> Problem to work on
All of the lines below are to be transcribed faithfully, with pictures excluded from the copy.

[Data excerpts]
*** Begin section ***
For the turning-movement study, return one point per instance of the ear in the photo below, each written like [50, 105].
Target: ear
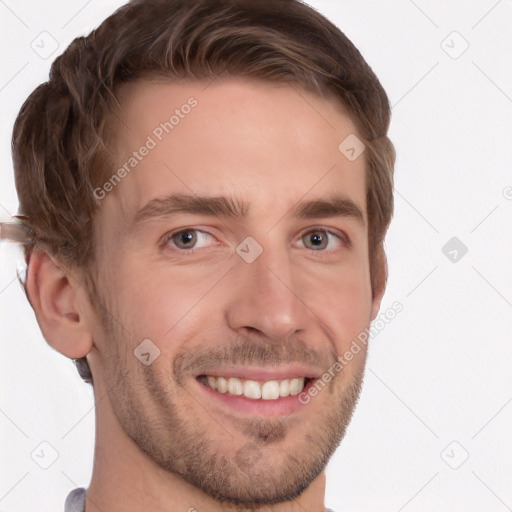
[58, 298]
[379, 276]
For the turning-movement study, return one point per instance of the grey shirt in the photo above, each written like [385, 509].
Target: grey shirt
[75, 502]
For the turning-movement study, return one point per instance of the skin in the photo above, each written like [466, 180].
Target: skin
[161, 442]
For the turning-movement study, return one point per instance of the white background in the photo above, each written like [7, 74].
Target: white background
[439, 373]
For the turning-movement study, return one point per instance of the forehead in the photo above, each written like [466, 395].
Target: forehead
[269, 144]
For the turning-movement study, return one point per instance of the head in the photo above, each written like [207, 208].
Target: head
[241, 106]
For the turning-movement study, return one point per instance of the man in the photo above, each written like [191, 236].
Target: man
[208, 185]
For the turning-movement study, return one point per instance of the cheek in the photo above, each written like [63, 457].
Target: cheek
[345, 304]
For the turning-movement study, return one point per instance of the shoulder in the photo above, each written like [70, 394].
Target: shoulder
[75, 502]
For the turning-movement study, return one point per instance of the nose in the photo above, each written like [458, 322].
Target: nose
[266, 298]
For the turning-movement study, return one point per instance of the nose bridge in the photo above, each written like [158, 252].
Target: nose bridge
[266, 299]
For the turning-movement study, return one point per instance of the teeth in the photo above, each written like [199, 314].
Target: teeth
[269, 390]
[235, 386]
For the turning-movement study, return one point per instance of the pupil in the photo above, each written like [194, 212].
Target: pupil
[185, 237]
[317, 239]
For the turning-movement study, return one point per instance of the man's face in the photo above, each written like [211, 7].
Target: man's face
[190, 282]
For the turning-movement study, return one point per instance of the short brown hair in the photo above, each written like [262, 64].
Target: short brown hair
[61, 136]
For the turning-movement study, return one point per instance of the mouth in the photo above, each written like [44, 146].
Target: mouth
[261, 393]
[254, 389]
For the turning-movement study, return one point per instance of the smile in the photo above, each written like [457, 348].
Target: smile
[256, 390]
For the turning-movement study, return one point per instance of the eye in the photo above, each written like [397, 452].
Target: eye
[323, 240]
[186, 239]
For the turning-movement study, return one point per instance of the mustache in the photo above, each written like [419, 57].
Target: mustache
[242, 351]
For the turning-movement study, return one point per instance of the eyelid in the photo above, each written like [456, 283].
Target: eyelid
[343, 237]
[168, 238]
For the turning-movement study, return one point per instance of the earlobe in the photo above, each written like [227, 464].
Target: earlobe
[55, 297]
[379, 276]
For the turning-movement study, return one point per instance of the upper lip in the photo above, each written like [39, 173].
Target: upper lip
*** End section ***
> Response to the task
For the turning-movement study, return one point per instance of the ear in the photo below, each written like [50, 105].
Target: ear
[58, 298]
[379, 276]
For the turning-movement study, return one point per instance of the grey shirt in the photo above, each written like [385, 509].
Target: grey shirt
[75, 502]
For the turning-movement study, return one point per instance of the skin in the photo above, each written like [466, 180].
Target: skin
[161, 442]
For the turning-movement study, return one point per instance of the white background in the photo above, each written like [7, 74].
Target: white background
[439, 373]
For the turning-movement study, return one point per instance of the forehead in the photo above, each written like [466, 395].
Target: forehead
[269, 144]
For the turning-movement study, return one point per instance of the head in the photo above, each written like [207, 208].
Target: head
[241, 106]
For the turning-movement study, return one point per instance of the man in the photo above, each written like [191, 236].
Target: man
[208, 185]
For the turning-movement study, return one point per instance of the cheek in the photo above, each written like [63, 457].
Target: cheek
[345, 304]
For the turning-movement study, return one point per instance of the shoulder in the photo above, each written like [70, 394].
Target: shoulder
[75, 502]
For the turning-movement study, return one point per instance of the nose in the photo above, each written like [458, 322].
Target: nose
[266, 298]
For the turning-movement study, return one point per instance of the nose bridge in the photo above, each written like [158, 252].
Target: nose bridge
[266, 299]
For the turning-movement study, return one point per instance of the teeth in the photo above, each written like [199, 314].
Target: teeth
[269, 390]
[235, 386]
For the turning-movement study, return one point per instance of the pupil in the photo above, each written like [194, 212].
Target: pupil
[185, 237]
[317, 239]
For the turning-movement study, return one point per instance of the man's face in the photo above, each written like [211, 7].
Target: man's face
[190, 282]
For the turning-movement study, return one point per instance of the short brown hair in the photo above, each written like [262, 64].
Target: short brown hair
[61, 136]
For the turning-movement study, return one point per instance of the mouth in the photo above, each written like [44, 146].
Target: mouth
[261, 393]
[254, 389]
For the turning-movement study, return one point per instance of the smile in the photo above, each written like [457, 348].
Target: smile
[256, 390]
For the turning-movement study, return one point per instance of the eye in the photo above, each written like [397, 452].
Target: eye
[323, 240]
[186, 239]
For the turning-movement study, return one point per instance of the mustache in the photo above, each written like [419, 57].
Target: mustache
[242, 351]
For the turning-movement study, return one point per instance of the eyelid in the photo above, each written like [456, 283].
Target: eyelid
[343, 237]
[168, 238]
For the turning-movement study, return one point per instance of the earlobe in the photo above, each written like [227, 464].
Target: earlobe
[55, 297]
[379, 276]
For the turning-movement study, return one point per instance of the upper lip in the photo above, each written like [39, 173].
Target: upper lip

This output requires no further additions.